ITEMS:
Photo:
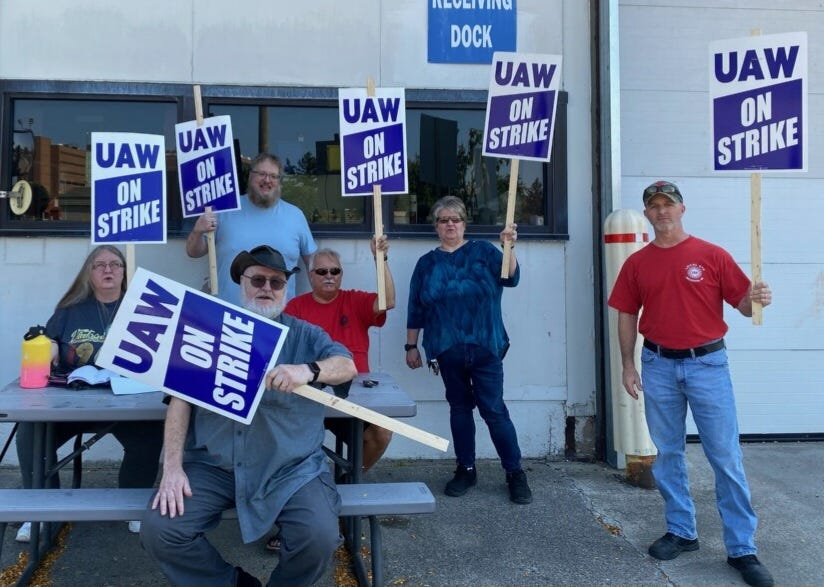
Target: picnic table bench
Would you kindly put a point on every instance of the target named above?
(362, 500)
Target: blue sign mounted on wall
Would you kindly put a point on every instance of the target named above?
(470, 31)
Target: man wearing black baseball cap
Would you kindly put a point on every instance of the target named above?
(273, 471)
(682, 283)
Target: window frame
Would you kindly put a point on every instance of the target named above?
(554, 173)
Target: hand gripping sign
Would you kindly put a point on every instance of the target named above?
(373, 152)
(520, 117)
(209, 353)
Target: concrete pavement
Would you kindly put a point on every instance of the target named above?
(586, 526)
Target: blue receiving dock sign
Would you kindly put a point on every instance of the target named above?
(758, 103)
(470, 31)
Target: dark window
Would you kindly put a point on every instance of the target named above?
(49, 142)
(46, 135)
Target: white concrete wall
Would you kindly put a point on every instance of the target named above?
(327, 43)
(664, 44)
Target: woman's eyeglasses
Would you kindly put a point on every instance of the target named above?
(264, 175)
(259, 281)
(112, 265)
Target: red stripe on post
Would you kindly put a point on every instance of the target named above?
(627, 237)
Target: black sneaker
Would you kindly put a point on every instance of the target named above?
(670, 546)
(244, 579)
(465, 477)
(752, 571)
(519, 491)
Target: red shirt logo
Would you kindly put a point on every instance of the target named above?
(694, 272)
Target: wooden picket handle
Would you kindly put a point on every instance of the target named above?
(353, 409)
(510, 215)
(755, 240)
(377, 206)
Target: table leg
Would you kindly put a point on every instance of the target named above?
(39, 441)
(353, 527)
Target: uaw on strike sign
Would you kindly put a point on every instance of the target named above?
(520, 112)
(193, 346)
(373, 141)
(758, 103)
(208, 173)
(128, 188)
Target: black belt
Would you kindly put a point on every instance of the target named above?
(685, 353)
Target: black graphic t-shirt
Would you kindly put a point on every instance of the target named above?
(80, 331)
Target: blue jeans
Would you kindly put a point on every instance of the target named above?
(704, 383)
(473, 376)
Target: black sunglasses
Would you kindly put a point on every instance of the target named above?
(259, 281)
(662, 187)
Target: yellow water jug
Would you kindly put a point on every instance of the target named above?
(35, 362)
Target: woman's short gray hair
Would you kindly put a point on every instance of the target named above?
(448, 203)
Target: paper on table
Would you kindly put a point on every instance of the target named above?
(124, 386)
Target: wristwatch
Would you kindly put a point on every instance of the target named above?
(315, 369)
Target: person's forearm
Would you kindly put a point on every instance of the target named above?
(627, 335)
(337, 369)
(174, 433)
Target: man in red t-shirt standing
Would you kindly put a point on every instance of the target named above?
(346, 315)
(682, 282)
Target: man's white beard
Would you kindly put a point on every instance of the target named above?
(271, 311)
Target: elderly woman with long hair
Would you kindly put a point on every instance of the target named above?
(455, 297)
(77, 329)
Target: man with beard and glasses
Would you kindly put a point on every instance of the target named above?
(263, 217)
(273, 471)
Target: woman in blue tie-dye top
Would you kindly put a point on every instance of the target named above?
(455, 298)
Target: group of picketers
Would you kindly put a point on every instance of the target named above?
(274, 472)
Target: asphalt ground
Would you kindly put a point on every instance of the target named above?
(586, 526)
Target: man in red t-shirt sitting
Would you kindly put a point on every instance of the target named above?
(346, 315)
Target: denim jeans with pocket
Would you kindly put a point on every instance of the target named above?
(473, 376)
(704, 384)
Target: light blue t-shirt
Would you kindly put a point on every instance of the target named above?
(282, 227)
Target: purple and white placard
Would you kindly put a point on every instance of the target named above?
(192, 345)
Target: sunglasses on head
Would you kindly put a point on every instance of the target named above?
(259, 281)
(661, 187)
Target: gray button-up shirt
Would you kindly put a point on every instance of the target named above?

CHALLENGE:
Reproduce only the lines running from the one with "Target: man in red t-shirt sitting" through the final line of the listing above, both ends included.

SOLUTION FOR THIS TASK:
Target: man in red t-shirt sitting
Would you kindly put a point on every instance of the target named above?
(346, 315)
Target: denim jeans with pocket
Would you kindly put a point on every instance of the target named above?
(473, 376)
(704, 384)
Target: light blue t-shirt
Would you kindly put a point on every instance of the target named above?
(282, 227)
Target: purple and white placard
Would you kindly put a point on every instance of the target named above?
(192, 345)
Target: sunglasses on head
Would you kindly put a point on every instance of the target named above?
(259, 281)
(661, 187)
Target: gray button-up shirt
Would you kindly put a point on every instance of the target named above?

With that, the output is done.